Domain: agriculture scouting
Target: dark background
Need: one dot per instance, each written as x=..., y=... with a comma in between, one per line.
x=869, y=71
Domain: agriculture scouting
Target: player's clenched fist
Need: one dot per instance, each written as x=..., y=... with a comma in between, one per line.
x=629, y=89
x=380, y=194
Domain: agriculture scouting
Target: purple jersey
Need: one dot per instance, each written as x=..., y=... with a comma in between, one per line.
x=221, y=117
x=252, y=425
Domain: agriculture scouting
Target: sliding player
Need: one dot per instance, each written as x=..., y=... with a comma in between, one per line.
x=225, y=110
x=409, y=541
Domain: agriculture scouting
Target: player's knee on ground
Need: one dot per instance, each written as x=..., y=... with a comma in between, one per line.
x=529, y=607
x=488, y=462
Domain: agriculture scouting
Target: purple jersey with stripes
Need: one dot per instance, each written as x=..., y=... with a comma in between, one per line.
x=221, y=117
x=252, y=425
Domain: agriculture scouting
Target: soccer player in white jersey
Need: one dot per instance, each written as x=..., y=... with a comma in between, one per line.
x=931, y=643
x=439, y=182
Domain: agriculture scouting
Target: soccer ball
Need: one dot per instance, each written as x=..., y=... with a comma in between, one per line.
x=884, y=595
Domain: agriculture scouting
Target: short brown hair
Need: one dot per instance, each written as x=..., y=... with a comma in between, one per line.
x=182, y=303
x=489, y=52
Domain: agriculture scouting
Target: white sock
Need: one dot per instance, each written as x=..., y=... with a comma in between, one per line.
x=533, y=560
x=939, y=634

_What is needed_
Reprint the listing above. Keep every line exactly as it is.

_Solution to this problem_
Domain: agriculture scouting
Target: dark background
Need: one dot per instance, each written as x=..., y=... with a comma in between, one per line.
x=869, y=71
Domain: agriculture scouting
Target: player's clenched fist
Need: one dot per instance, each written as x=..., y=... with a comma in between, one per line.
x=629, y=89
x=380, y=194
Domain: agriculture scouting
Target: purple jersey
Need: one dot per instance, each written as x=..., y=... with a comma in between, one per line.
x=221, y=117
x=252, y=425
Domain: agriculture scouting
Target: sliding player
Need: one dot per instance, each written as x=..., y=... with a comma in between, one per line.
x=225, y=110
x=409, y=541
Domain: agriculture scouting
Target: player's knee on ground
Need: one dot per instance, each written as x=..., y=... with a comma in between, one per line.
x=529, y=607
x=488, y=462
Domain: agriculture scouting
Target: purple jersey with stripes
Need: one dot per instance, each written as x=..., y=... with a comma in between, one per line.
x=221, y=117
x=252, y=425
Domain: agriculture scouting
Target: soccer player in white jersey
Need: one dot per instance, each written as x=..., y=... with a comma in between, one per line.
x=931, y=643
x=439, y=182
Domain: agriculture scouting
Target: soccer ball
Need: one dot per instance, each written as x=..., y=... with a comma in between, one per line.
x=884, y=595
Domain: agriculture scouting
Target: short brown hair
Need: one dot per instance, each written as x=..., y=... with a comma in between, one per line.
x=182, y=303
x=489, y=52
Domain: agriculture scouting
Target: white sock
Need: one dot per instance, each written as x=..., y=... with a comma in between, one per line.
x=533, y=560
x=939, y=634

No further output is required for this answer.